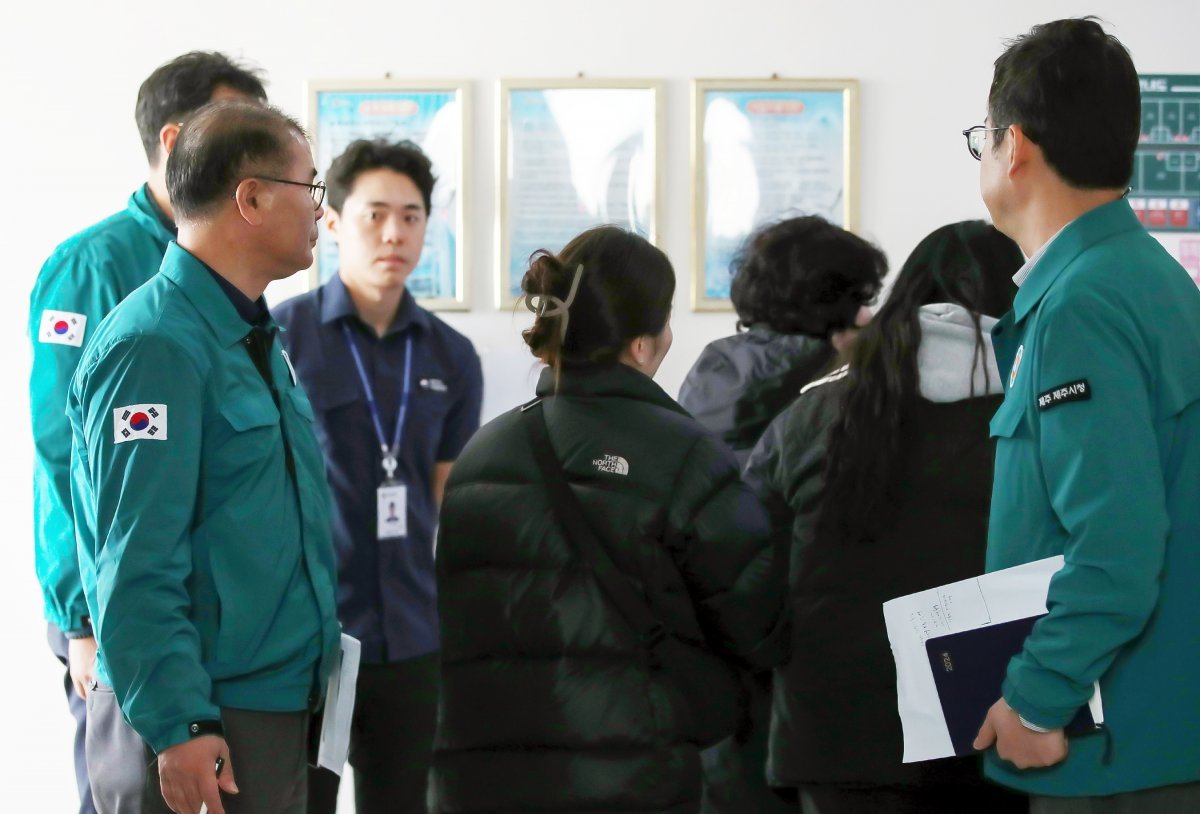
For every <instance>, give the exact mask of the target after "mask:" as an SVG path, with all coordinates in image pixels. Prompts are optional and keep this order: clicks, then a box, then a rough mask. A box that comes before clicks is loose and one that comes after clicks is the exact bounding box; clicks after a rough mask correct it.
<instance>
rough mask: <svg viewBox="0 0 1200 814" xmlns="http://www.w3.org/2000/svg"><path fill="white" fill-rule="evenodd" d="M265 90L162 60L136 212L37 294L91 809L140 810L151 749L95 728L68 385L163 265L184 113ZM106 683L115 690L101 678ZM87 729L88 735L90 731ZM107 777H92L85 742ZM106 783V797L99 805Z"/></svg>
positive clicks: (82, 743)
mask: <svg viewBox="0 0 1200 814" xmlns="http://www.w3.org/2000/svg"><path fill="white" fill-rule="evenodd" d="M229 97H242V98H257V100H265V98H266V92H265V91H264V89H263V83H262V79H260V77H259V76H258V74H257V73H256V72H253V71H251V70H248V68H246V67H245V66H242V65H239V64H236V62H234V61H232V60H230V59H229V58H228V56H226V55H224V54H218V53H205V52H192V53H187V54H184V55H181V56H178V58H175V59H173V60H170V61H169V62H167V64H164V65H162V66H160V67H158V68H156V70H155V71H154V73H151V74H150V76H149V77H148V78H146V80H145V82H143V83H142V88H140V89H139V90H138V98H137V107H136V119H137V125H138V132H139V133H140V137H142V144H143V148H144V149H145V154H146V160H148V161H149V163H150V169H149V175H148V178H146V182H145V184H144V185H143V186H142V187H140V188H139V190H137V191H136V192H134V193H133V194H132V196H131V197H130V200H128V204H127V207H126V208H125V210H122V211H120V213H118V214H115V215H112V216H110V217H107V219H104V220H103V221H101V222H100V223H96V225H94V226H91V227H89V228H86V229H84V231H83V232H80V233H78V234H76V235H73V237H72V238H68V239H67V240H66V241H65V243H62V244H61V245H60V246H59V247H58V249H55V251H54V253H53V255H52V256H50V257H49V259H47V261H46V264H44V265H43V267H42V270H41V271H40V273H38V275H37V281H36V282H35V285H34V292H32V294H31V297H30V313H29V335H30V339H31V341H32V346H34V367H32V376H31V378H30V405H31V408H32V411H31V412H32V424H34V444H35V450H36V457H35V463H34V546H35V559H36V568H37V579H38V582H40V583H41V586H42V595H43V601H44V614H46V620H47V622H48V623H49V640H50V647H52V650H53V651H54V653H55V656H58V657H59V658H60V659H61V660H62V662H64V663H65V664H67V665H68V672H67V677H66V681H65V683H66V687H67V701H68V702H70V705H71V710H72V713H73V714H74V717H76V720H77V732H76V777H77V780H78V784H79V796H80V809H79V810H80V814H95V812H96V807H98V808H100V810H101V813H102V814H113V813H116V814H124V813H125V812H131V810H132V812H134V813H136V812H137V807H136V802H134V807H133V808H130V806H128V803H130V801H131V800H132V798H134V797H136V796H137V795H138V794H139V791H140V783H142V777H143V773H144V772H143V765H142V760H140V758H142V755H140V754H136V755H132V759H124V760H122V749H121V741H122V737H124V738H126V740H127V738H128V736H130V732H128V730H127V728H125V726H124V724H122V722H121V720H120V717H119V716H118V717H115V718H113V719H112V720H98V722H97V725H95V726H92V728H91V731H86V728H85V710H84V699H85V698H86V696H88V695H89V693H90V692H91V688H92V684H94V666H92V665H94V663H95V659H96V640H95V639H94V638H92V629H91V623H90V614H89V611H88V606H86V604H85V603H84V593H83V583H82V581H80V576H79V558H78V555H77V553H76V533H74V519H73V515H72V510H71V492H70V466H71V427H70V425H68V423H67V418H66V413H65V408H66V402H67V388H68V384H70V382H71V377H72V376H73V375H74V371H76V366H77V364H78V361H79V358H80V355H82V354H83V346H84V341H85V340H88V339H90V337H91V335H92V333H94V331H95V330H96V327H97V325H98V324H100V322H101V319H103V318H104V316H106V315H107V313H108V312H109V311H110V310H112V309H113V307H114V306H115V305H116V304H118V303H120V301H121V300H122V299H125V298H126V297H128V295H130V293H132V292H133V289H134V288H137V287H138V286H140V285H142V283H144V282H145V281H146V280H149V279H150V277H152V276H154V275H155V274H157V271H158V267H160V264H161V263H162V256H163V252H166V251H167V244H168V243H169V241H170V240H172V239H174V235H175V225H174V222H173V211H172V207H170V199H169V198H168V196H167V181H166V166H167V155H168V154H169V152H170V149H172V145H173V144H174V143H175V137H176V136H178V133H179V122H180V121H181V120H182V119H185V118H187V116H188V115H191V113H192V112H193V110H196V109H197V108H199V107H200V106H203V104H206V103H208V102H209V101H211V100H214V98H229ZM100 692H101V693H106V692H108V688H107V687H106V688H100ZM85 732H86V735H85ZM85 737H86V743H88V752H89V754H90V755H91V758H92V761H94V764H97V770H96V773H97V774H100V776H101V782H100V783H98V784H97V783H90V784H89V777H88V767H86V765H85V759H84V740H85ZM94 792H95V797H96V802H95V807H94V803H92V795H94Z"/></svg>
^^^^
*Exercise goal*. Only the line with "rough mask: <svg" and those preceding it, back to the first line of the entries, should be repeated exactly, without pictures.

*Result for this task*.
For every <instance>, give the exact mask of the target after "mask:" as an SVG path, with all coordinates in image pixels. Prompts are optional and keep this order: clicks, then a box, then a rough mask. A box that comes before clicks is loose and one that comes after clicks is the exact bounding box; clicks after a rough mask correct it.
<instance>
rough mask: <svg viewBox="0 0 1200 814" xmlns="http://www.w3.org/2000/svg"><path fill="white" fill-rule="evenodd" d="M265 90L162 60L136 212L37 294L91 809L140 810L151 749L95 728L68 385L163 265L184 113ZM106 683L115 690L101 678ZM87 729L88 735L90 731ZM107 777H92L85 742ZM106 783V797L99 805Z"/></svg>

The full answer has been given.